Photo labels with their boxes
#####
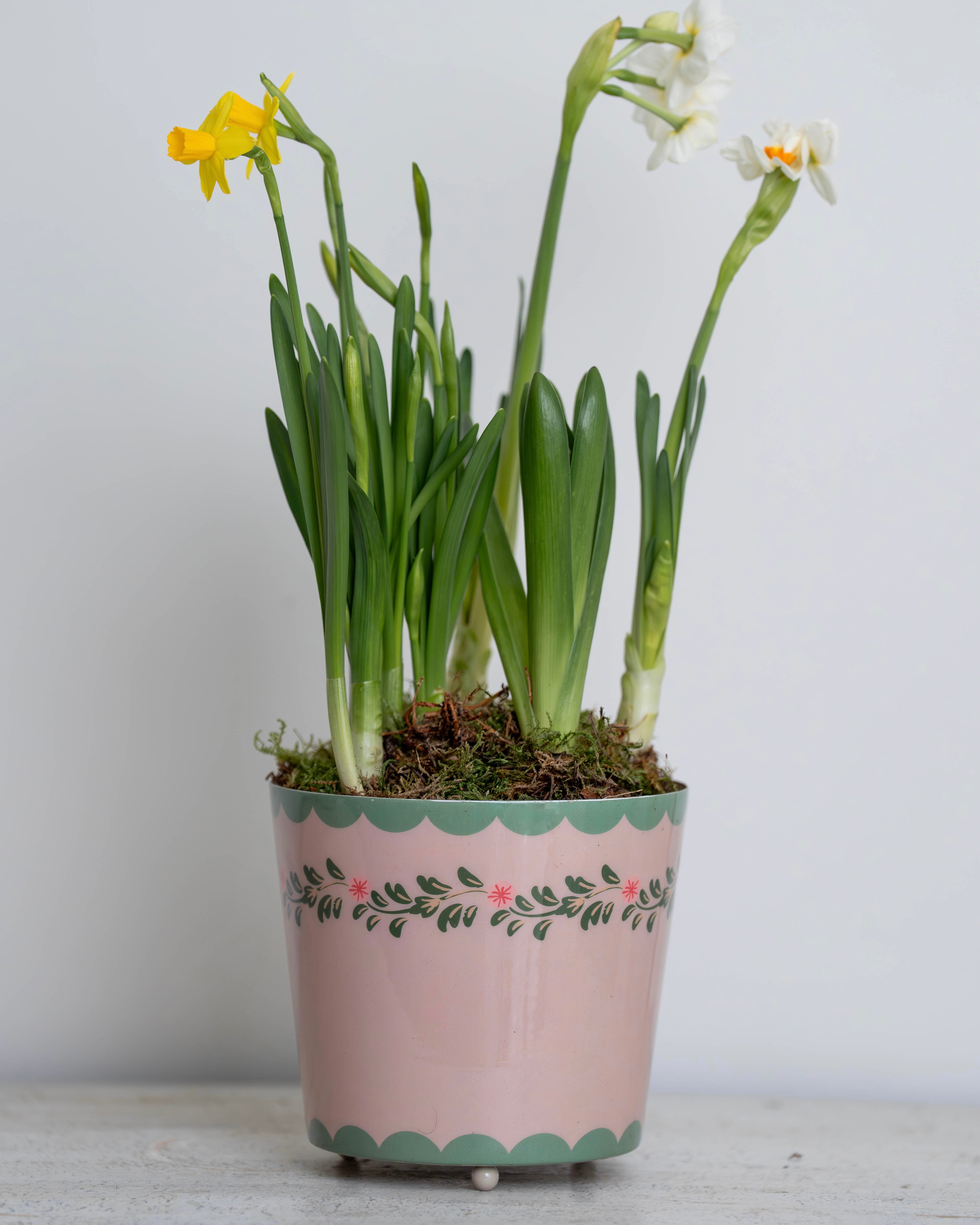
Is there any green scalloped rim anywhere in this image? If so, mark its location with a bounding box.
[270,783,687,835]
[306,1117,643,1165]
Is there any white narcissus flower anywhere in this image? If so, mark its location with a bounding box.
[804,119,840,205]
[633,70,731,170]
[631,0,736,111]
[722,119,839,205]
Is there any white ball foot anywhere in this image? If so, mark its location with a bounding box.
[469,1165,500,1191]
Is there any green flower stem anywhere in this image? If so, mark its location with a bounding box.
[605,39,643,71]
[260,72,355,344]
[606,69,664,89]
[616,26,695,51]
[381,666,405,728]
[603,85,687,132]
[664,170,800,473]
[625,170,799,746]
[327,676,364,793]
[496,149,575,545]
[350,680,383,779]
[255,149,316,390]
[391,353,421,699]
[412,162,432,336]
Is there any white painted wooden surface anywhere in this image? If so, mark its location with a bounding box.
[0,1085,980,1225]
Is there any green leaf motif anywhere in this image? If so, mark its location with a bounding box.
[412,898,440,919]
[436,902,463,931]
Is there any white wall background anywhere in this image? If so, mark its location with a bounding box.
[0,0,980,1101]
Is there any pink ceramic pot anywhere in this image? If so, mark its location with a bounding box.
[272,785,687,1166]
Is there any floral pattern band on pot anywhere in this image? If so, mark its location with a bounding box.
[271,784,687,1165]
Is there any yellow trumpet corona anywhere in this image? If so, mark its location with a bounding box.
[167,92,255,200]
[228,72,293,179]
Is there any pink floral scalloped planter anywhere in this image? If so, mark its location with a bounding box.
[266,786,686,1165]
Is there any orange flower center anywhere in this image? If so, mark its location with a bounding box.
[764,145,796,165]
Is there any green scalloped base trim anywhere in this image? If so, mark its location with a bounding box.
[270,783,687,835]
[306,1118,643,1165]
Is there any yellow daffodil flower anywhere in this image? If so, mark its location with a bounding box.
[167,92,255,200]
[228,72,293,179]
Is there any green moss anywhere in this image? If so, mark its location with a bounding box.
[255,688,681,800]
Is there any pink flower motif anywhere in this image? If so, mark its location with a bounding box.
#####
_Your instructions_: Return the records above line for line, without the pictures.

_Answer to this exercise_:
Is there any green scalloped rim anywhere in this image? If so, mark its location with a bounding box.
[270,783,687,835]
[306,1117,643,1165]
Is there any white narcissus flower anywhere in this image? If so, mark its location with a bounding box.
[804,119,840,205]
[633,70,731,170]
[631,0,736,111]
[722,119,839,205]
Is there any white ball foot anywhere in this image? If so, mark its location with a bounding box.
[469,1165,500,1191]
Is there any green flower stem anywhere in this image? If so, mark its location with a bounding box.
[605,39,643,71]
[260,72,355,344]
[606,69,664,89]
[616,26,695,51]
[381,666,405,728]
[603,85,687,132]
[664,170,800,473]
[625,170,799,746]
[327,676,364,793]
[496,149,575,545]
[350,680,383,779]
[255,149,316,390]
[391,353,421,699]
[412,162,432,336]
Is there any white painted wooden surface anywhere in this image? If so, mark its location with a bounding box.
[0,1085,980,1225]
Is there any green leaf motif anywhere in this image? If so, mark its location with a bounding box.
[412,898,440,919]
[436,902,463,931]
Is there any white wall background anywhere in this image? If so, mark its location with a bounding box.
[0,0,980,1101]
Is there any pink ceramic pot anywhere in this image? If so, mark its location with a bounding box.
[272,785,687,1166]
Is there any floral pattern band on pot anywhere in this image? If so, mark its location with a bounding box.
[271,784,687,1165]
Is there any yellow trumpet corona anywhere in this image? If so, mark its location with a bounding box.
[167,92,255,200]
[228,72,293,179]
Is there any pink floral scalloped planter anywhere in this image? If so, mark its location with a bounding box.
[266,786,686,1165]
Is there any orange flower center anywhere in this image? If so, mark its location with a bounding box.
[764,145,796,165]
Is there any green scalloped base trim anywhere in this image? If so, mark its location with a bounding box.
[270,783,687,835]
[306,1118,643,1165]
Is there any yellow daffodil flower anywhere in this image? If so, mark its location with a bounding box.
[167,92,255,200]
[228,72,293,179]
Is there any green moss anywhere in this image? If so, mark its location with a bounding box.
[255,688,681,800]
Is there any pink flower motif anywhere in this image? If so, mark its location with a bounding box.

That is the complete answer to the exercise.